◆ **STATED EXERCISE**: Could you convert the records below into a Markdown table with the columns "Number" and "Line," giving each line its row number and leaving out blank lines?

◆ **THE RECORDS**:
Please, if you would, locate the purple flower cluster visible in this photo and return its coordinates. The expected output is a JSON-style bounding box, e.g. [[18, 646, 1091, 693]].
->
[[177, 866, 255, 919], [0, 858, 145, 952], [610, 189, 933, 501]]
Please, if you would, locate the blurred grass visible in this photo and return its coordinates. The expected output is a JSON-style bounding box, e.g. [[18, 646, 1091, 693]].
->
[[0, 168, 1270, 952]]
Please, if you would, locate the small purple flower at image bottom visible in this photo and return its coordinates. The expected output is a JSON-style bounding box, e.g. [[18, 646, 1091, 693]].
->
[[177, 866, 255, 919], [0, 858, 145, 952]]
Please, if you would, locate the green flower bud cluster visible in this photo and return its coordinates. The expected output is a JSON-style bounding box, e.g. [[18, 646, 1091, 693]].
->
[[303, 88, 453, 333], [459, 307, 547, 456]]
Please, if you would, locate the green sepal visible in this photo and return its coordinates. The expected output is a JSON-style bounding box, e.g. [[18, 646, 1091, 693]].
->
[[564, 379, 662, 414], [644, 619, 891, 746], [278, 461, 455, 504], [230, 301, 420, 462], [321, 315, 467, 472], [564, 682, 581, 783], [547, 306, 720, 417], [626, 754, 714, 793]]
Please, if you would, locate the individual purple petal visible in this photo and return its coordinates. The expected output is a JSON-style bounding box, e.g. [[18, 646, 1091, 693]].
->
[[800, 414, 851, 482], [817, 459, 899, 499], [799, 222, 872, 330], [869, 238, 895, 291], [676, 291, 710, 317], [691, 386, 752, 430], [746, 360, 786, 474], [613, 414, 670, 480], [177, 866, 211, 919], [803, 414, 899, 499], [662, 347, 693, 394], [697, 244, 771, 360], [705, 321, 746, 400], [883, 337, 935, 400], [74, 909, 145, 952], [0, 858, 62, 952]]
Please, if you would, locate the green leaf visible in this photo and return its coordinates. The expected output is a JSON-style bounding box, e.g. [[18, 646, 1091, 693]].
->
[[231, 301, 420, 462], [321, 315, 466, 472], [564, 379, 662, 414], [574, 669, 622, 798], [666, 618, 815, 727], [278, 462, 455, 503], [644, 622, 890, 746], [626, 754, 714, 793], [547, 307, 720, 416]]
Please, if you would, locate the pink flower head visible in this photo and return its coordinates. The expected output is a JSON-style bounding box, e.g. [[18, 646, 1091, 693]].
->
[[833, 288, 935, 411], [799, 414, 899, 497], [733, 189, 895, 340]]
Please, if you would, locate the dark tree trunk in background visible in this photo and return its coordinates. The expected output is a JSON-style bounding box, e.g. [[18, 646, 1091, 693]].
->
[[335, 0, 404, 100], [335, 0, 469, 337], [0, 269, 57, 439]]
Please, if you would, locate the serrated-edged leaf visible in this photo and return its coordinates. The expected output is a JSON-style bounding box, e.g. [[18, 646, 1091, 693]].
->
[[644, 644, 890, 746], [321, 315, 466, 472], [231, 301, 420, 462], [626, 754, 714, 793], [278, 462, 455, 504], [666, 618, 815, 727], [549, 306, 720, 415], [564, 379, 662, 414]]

◆ **WRITTEN ANSWER**:
| Number | Line |
|---|---|
| 1 | Please, if you would, locate the purple flower cluster visible in this photo and return its coordinates. The expected output is a JSON-style bounding box, e.g. [[18, 646, 1091, 693]]. |
| 2 | -> |
| 3 | [[177, 866, 255, 919], [0, 858, 145, 952], [610, 189, 933, 501]] |
| 4 | Please, if you would, locate the blurred grass visible in this photo and return its coordinates. The expected output is a JSON-style bounding box, e.g. [[18, 646, 1091, 693]]. |
| 5 | -> |
| 6 | [[0, 168, 1270, 952]] |
| 7 | Please, if you would, locate the small purple flower at image bottom visible in this photo and return its coordinates. The expected output is a JSON-style bounding box, e.g. [[18, 646, 1091, 693]]. |
| 8 | -> |
| 9 | [[177, 866, 255, 919], [0, 858, 145, 952]] |
| 10 | Please, if you would, locate the green flower bud cluster visible in this photo and return its coordinates. The expected output is a JSON-style bounding box, e.g. [[18, 646, 1091, 693]]. |
| 11 | -> |
| 12 | [[303, 88, 453, 333], [459, 307, 547, 456]] |
| 13 | Please, if you would, locate the green sepal visible in this photo and return its coordinates. The expected output is a JSON-style bounding box, e.g. [[18, 646, 1091, 693]]. |
| 14 | -> |
| 15 | [[564, 379, 662, 414], [644, 619, 891, 746], [278, 461, 455, 504], [230, 301, 420, 462], [321, 315, 467, 472], [564, 682, 581, 783], [547, 306, 720, 417], [626, 754, 714, 793]] |
| 16 | Please, if you would, locate the individual purple petal visible in this photo and return its coordinates. The expected output is a JSON-style bounding box, e.g. [[18, 646, 1091, 693]]. |
| 17 | -> |
| 18 | [[800, 414, 851, 482], [817, 459, 899, 499], [799, 222, 872, 330], [869, 238, 895, 291], [676, 291, 710, 317], [691, 386, 752, 430], [746, 360, 786, 474], [613, 414, 670, 480], [177, 866, 211, 919], [803, 414, 899, 499], [662, 347, 693, 394], [697, 244, 771, 360], [705, 321, 746, 400], [883, 337, 935, 400], [74, 909, 145, 952], [0, 858, 62, 952]] |
| 19 | Please, if you would, locate the green leaf visible in this photo and return its coordinates. The expected output is a JSON-style bounding box, e.g. [[18, 646, 1091, 693]]. |
| 20 | -> |
| 21 | [[231, 301, 420, 462], [321, 315, 466, 472], [564, 379, 662, 414], [574, 669, 622, 798], [666, 618, 815, 727], [278, 462, 455, 503], [644, 622, 890, 746], [626, 754, 714, 793], [547, 307, 720, 416]] |
| 22 | Please, if you would, locate the pink flower head visible in this photo and return its coordinates. The expected output is a JSON-style bounding box, e.g. [[18, 646, 1091, 693]]. |
| 23 | -> |
| 24 | [[833, 288, 935, 411], [799, 414, 899, 497], [733, 189, 895, 340]] |
| 25 | Please, if you would, locate the dark tree trunk in background visible in this photo and return its coordinates. The expected output is a JSON-style bounding box, e.g. [[18, 646, 1091, 693]]. |
| 26 | -> |
| 27 | [[335, 0, 404, 100], [335, 0, 469, 337], [0, 269, 57, 439]] |
| 28 | Please, if you would, locate the serrated-edged leaf visible in this photo and return its coordinates. The expected output is a JSON-style bounding box, e.g. [[18, 646, 1091, 693]]. |
| 29 | -> |
| 30 | [[644, 644, 890, 746], [321, 315, 466, 472], [231, 301, 420, 462], [626, 754, 714, 793], [278, 462, 455, 504], [666, 618, 815, 727], [549, 306, 720, 415], [564, 379, 662, 414]] |